→ **WORK TO DO**
Reproduce word for word the stretch of the forum post below from "Koyaanisqatsi" through "turn become laws.".

→ **TEXT SECTION**
- - - - -
Koyaanisqatsi
Veteran Member
And no matter how often I show this to be a ridiculous fallacy
You have done no such thing. You have merely made an ironic observation that what a person studies need not be what defines them. Except when it comes specifically to someone studying the law, which is the very best possible qualification for a position like the POTUS, since the primary job--the very oath of the office--is first and foremost to uphold and defend the law of the land (aka, the Constitution) and to actually write bills that will in turn become laws.
Aside from the Attorney General, the Office of the President is effectively the highest lawyer in the land, if only in a defacto sense, so one of the most appropriate requirements for the job would be that the applicant has studied the law--particularly Constitutional law--in some capacity.
I never said Democrats should nominate people who are uneducated. I said they should nominate people with more diverse educational backgrounds.
No, you actually argued the inverse of that, fixating on a law degree as somehow axiomatically meaning that one did not have a diverse educational background. As if getting to the point of studying law was somehow myopic, in spite of the fact that, as with Obama and Clinton, the law part of their educational background was merely one component.
Everyone that goes on to study law starts with something broader in their undergraduate studies--usually some form of liberal arts, which is the broadest possible educational background--and then progresses to a law degree, again, as both Obama and Clinton did.
- - - - -
→ **Data records**
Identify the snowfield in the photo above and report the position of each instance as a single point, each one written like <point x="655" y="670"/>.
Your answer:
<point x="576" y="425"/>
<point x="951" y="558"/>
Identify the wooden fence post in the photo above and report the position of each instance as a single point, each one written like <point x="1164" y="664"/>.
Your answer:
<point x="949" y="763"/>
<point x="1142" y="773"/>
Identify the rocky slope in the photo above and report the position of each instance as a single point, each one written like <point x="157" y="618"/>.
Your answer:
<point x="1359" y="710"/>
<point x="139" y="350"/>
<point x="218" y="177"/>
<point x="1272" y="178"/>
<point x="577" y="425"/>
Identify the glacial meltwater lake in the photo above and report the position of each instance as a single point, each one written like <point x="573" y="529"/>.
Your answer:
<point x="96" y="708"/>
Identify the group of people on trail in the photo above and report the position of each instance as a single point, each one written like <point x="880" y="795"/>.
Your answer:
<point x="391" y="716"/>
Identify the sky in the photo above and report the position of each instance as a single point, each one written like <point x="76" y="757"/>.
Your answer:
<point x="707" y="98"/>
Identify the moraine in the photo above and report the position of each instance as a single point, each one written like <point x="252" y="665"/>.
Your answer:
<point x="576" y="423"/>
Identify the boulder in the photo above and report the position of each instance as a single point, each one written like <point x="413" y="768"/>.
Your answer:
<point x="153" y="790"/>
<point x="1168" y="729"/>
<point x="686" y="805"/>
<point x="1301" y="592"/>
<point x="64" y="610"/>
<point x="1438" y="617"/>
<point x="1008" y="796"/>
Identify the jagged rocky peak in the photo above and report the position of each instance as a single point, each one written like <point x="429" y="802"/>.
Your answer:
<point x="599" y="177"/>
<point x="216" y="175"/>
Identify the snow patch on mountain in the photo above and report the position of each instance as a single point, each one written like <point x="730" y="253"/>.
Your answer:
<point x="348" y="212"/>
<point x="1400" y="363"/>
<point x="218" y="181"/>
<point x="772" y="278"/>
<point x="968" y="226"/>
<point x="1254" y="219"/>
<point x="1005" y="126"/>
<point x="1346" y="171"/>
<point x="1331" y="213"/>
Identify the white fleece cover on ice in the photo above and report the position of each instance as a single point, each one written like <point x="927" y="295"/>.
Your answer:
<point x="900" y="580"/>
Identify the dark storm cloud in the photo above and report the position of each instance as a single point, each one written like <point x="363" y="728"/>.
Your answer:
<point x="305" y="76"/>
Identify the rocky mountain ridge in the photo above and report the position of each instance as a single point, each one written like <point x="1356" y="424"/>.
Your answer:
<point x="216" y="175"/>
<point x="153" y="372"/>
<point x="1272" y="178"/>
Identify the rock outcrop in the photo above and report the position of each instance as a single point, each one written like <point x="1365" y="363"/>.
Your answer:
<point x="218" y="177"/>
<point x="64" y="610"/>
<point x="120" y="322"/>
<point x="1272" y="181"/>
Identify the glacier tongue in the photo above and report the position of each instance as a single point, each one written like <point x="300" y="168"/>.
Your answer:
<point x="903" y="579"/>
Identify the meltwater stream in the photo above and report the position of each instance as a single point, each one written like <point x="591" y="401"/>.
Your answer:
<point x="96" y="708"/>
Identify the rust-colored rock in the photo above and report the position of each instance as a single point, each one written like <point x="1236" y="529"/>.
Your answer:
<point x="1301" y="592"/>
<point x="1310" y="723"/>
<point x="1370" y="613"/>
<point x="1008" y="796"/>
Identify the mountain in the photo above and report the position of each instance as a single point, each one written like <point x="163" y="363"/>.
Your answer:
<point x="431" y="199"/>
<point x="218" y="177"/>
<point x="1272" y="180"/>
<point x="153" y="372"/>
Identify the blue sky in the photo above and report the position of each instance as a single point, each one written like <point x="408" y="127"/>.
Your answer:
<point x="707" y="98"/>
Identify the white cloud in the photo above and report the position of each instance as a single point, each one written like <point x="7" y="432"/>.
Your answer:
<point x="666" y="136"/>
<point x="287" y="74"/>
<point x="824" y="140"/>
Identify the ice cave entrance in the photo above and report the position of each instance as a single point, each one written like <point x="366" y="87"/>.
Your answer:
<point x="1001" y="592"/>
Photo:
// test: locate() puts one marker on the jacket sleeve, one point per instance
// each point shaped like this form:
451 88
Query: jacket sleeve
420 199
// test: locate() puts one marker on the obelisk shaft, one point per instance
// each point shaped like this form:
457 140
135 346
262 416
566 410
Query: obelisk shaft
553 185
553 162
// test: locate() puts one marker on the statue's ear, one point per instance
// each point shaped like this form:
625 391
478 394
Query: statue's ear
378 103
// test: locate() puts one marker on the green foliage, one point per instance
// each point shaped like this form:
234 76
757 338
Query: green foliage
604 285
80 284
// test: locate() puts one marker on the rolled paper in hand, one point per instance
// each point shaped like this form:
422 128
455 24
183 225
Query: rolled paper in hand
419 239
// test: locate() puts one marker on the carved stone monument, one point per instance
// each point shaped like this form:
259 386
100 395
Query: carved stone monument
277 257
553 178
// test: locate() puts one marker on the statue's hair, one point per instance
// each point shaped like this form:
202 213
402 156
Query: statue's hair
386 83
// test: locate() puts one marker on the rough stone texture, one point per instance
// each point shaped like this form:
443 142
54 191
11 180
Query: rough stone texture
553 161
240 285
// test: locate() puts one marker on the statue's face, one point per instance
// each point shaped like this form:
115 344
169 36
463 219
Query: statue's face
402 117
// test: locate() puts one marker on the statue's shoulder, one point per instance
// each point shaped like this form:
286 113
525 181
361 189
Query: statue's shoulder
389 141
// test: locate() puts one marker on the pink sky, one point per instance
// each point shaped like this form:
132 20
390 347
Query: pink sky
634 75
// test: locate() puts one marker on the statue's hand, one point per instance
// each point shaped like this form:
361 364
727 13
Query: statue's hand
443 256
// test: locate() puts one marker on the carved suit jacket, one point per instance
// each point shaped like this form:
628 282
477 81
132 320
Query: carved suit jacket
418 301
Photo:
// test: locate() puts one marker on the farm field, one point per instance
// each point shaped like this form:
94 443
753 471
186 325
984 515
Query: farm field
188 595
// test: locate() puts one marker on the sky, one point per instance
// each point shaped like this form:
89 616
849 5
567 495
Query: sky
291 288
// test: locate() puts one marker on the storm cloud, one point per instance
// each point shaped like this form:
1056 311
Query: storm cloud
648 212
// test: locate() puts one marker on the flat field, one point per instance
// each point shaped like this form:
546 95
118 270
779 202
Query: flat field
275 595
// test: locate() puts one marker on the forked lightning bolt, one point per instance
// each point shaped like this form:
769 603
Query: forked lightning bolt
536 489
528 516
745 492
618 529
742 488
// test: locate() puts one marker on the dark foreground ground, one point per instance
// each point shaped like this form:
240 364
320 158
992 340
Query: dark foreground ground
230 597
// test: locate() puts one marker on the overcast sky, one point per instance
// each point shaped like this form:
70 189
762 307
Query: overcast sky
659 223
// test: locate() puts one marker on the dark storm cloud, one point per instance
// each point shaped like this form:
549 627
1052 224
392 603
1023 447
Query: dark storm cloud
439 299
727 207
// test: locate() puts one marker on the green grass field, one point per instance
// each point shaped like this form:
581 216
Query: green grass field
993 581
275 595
- - - - -
→ **ANSWER TO THE EXERCISE**
Koyaanisqatsi
Veteran Member
And no matter how often I show this to be a ridiculous fallacy
You have done no such thing. You have merely made an ironic observation that what a person studies need not be what defines them. Except when it comes specifically to someone studying the law, which is the very best possible qualification for a position like the POTUS, since the primary job--the very oath of the office--is first and foremost to uphold and defend the law of the land (aka, the Constitution) and to actually write bills that will in turn become laws.